**WORK INSTRUCTIONS:**
All that is asked is a faithful reproduction of the entries.

----

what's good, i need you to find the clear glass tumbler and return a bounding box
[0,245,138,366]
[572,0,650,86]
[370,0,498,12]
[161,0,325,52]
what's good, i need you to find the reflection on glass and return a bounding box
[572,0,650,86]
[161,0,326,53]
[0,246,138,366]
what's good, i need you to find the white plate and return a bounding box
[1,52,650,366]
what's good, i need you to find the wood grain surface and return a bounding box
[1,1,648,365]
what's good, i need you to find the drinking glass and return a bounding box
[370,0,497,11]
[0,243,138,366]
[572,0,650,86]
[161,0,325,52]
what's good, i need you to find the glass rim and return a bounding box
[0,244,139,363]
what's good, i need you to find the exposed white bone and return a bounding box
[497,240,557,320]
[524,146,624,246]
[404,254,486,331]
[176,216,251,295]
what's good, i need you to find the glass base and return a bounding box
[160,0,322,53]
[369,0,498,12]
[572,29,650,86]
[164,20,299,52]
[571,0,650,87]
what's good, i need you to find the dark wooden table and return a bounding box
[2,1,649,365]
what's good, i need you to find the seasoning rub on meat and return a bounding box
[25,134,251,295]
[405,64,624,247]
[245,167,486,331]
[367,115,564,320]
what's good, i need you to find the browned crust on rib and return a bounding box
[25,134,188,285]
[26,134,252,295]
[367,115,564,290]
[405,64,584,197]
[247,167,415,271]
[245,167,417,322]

----

**ANSWER TO THIS EXERCISE:**
what's good, i need you to find the clear glass tumbler and return a bounding box
[0,245,138,366]
[572,0,650,86]
[370,0,498,12]
[161,0,325,52]
what's good, i need you to find the reflection on glass and return a bounding box
[572,0,650,86]
[161,0,326,53]
[0,246,138,366]
what's good, i need you to find the white plate and return a bounding box
[1,52,650,366]
what's good, i need you to find the wood grain surface and return a bounding box
[1,1,648,365]
what's good, i need you to find the drinking glass and return a bounding box
[370,0,497,11]
[0,243,138,366]
[572,0,650,86]
[161,0,325,52]
what's good, i need you to find the glass rim and return a bounding box
[0,244,139,363]
what's good, i need you to find the exposed white bone and return a bounding box
[497,240,557,320]
[524,146,624,246]
[404,254,486,331]
[176,216,251,295]
what's good, i need you to find the glass base and return a bounding box
[160,0,322,53]
[369,0,498,12]
[572,29,650,86]
[164,20,299,52]
[571,0,650,87]
what's good, i need you to find the dark wooden table and return a bounding box
[2,1,649,365]
what's good, i need you to find the seasoning rub on meat and return a bounding box
[25,134,251,295]
[405,64,624,247]
[245,167,486,331]
[367,115,564,320]
what's good, i need you to find the browned crust on rib and return a bounding box
[25,134,188,285]
[26,134,252,295]
[367,115,564,290]
[405,64,584,197]
[247,167,415,271]
[245,167,417,322]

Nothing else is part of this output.